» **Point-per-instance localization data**

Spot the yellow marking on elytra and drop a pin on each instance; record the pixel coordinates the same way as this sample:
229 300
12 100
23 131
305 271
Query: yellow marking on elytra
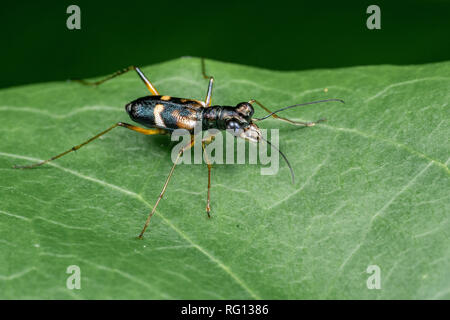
157 113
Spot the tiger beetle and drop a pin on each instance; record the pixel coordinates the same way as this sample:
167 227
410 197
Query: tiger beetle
162 114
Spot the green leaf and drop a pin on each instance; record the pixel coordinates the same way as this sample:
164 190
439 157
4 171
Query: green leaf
372 188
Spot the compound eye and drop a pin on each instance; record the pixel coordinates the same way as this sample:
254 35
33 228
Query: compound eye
233 125
245 109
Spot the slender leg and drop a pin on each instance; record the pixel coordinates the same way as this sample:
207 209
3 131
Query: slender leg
147 82
297 123
165 186
210 85
119 124
205 142
209 92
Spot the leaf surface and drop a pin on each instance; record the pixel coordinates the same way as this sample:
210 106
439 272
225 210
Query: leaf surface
372 188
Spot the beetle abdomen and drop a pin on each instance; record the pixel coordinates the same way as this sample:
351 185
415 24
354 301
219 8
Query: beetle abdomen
165 112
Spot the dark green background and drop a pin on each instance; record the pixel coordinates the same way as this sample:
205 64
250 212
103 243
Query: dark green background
37 46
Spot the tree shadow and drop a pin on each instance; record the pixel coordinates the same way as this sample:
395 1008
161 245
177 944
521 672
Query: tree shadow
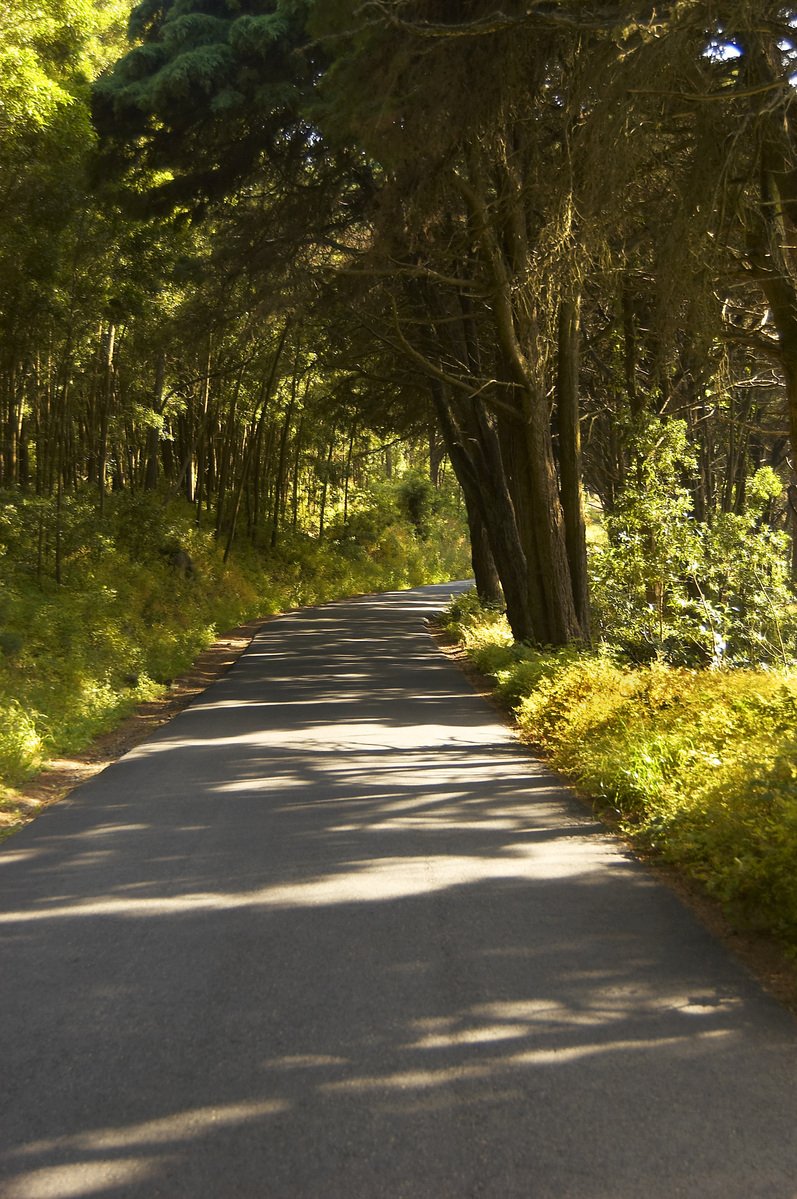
332 933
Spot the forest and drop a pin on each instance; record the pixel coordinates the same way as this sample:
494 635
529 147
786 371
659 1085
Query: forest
306 297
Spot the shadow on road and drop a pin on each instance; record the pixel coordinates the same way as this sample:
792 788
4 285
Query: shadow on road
332 933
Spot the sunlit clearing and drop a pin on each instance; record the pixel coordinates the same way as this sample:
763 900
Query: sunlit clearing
173 1130
82 1179
390 878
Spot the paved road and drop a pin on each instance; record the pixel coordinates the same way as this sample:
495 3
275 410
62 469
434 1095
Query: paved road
332 934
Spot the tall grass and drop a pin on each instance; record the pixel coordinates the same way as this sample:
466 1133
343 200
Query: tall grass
143 591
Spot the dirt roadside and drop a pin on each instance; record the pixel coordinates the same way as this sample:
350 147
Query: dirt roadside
762 956
62 775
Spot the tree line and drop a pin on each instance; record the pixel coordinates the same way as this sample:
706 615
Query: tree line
554 240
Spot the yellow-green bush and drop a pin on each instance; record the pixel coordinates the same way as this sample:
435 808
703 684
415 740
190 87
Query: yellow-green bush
699 765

» **WHAT THIS TASK INVOLVES**
Could you repeat the data exactly, omitting its pictures?

» **RESULT**
Spot the yellow marking on elytra and drop a pin on each instance; record the pixel coordinates the same way as this sample:
229 300
12 100
23 131
305 271
Query: yellow marking on elytra
157 113
Spot the tiger beetle and drop a pin on each instance; record the pixel coordinates the same way as this sample:
167 227
410 197
Query: tiger beetle
162 114
Spot the green leaf and drop a pin on each instance; record the pixel coordinates the same way as this sample:
164 190
439 157
4 171
Query: green leaf
372 188
Spot the compound eye and drop a pin on each instance; record the pixel coordinates the same way as this sample:
254 35
33 228
Query: compound eye
233 125
245 109
Spot the slender leg and drop a pin on each instance; record the pixel coordinates the same way as this sample:
207 209
3 131
Query: slender leg
147 82
297 123
165 186
210 85
119 124
205 142
209 92
Spot the leaf surface and drop a pin on each instance; record the pixel coordinates the same way as this sample:
210 106
439 272
225 210
Query: leaf surface
372 188
Spot the beetle abdomen and drop a pin on each instance; record the pixel coordinates the same way as this sample:
351 185
415 24
354 301
219 8
Query: beetle abdomen
165 112
Spot the dark green background and drop a pin on each instance; record the pixel coordinates the same way as this sample:
205 64
250 212
103 243
Query: dark green background
37 46
Spot the tree shadow and drop a pin on each instance; record the pixel coordinates the same way as this sample:
395 1008
161 245
177 944
521 672
Query: tree shadow
332 933
Spot the forest and drop a pin on each instance; record the pixel coordinates the same way as this sample:
494 635
529 147
786 371
659 1085
Query: forest
306 297
Spot the shadow on road and drop a pin on each instance; record the pixel coordinates the same way as this sample:
792 788
4 285
Query: shadow on road
332 933
Spot the sunlit clearing and drop a pin on each instance; record the pixel coordinates the same way as this sample:
763 900
Query: sunlit clearing
173 1130
82 1179
390 878
Spot the paved road and drop a pin on each instance; record the pixel coordinates the same way as this sample:
495 3
275 410
62 469
434 1095
Query: paved road
332 934
Spot the tall grass and drop a pin on each instance; record the pixel coordinates the same way as this sample:
466 1133
343 200
Query: tall grass
143 591
Spot the dirt roadside and drop a pin on each instance; record the pixel coordinates the same way as this sample:
350 147
Query: dirt roadside
762 956
62 775
Spot the tree line and drop a pin on each instance; record the pixel coordinates the same way as this sample:
706 615
Query: tree line
554 240
Spot the yellow-green bush and drop a pin on each instance; record the pixel coordinates the same way as this sample:
435 808
703 684
415 740
190 87
Query: yellow-green bush
699 765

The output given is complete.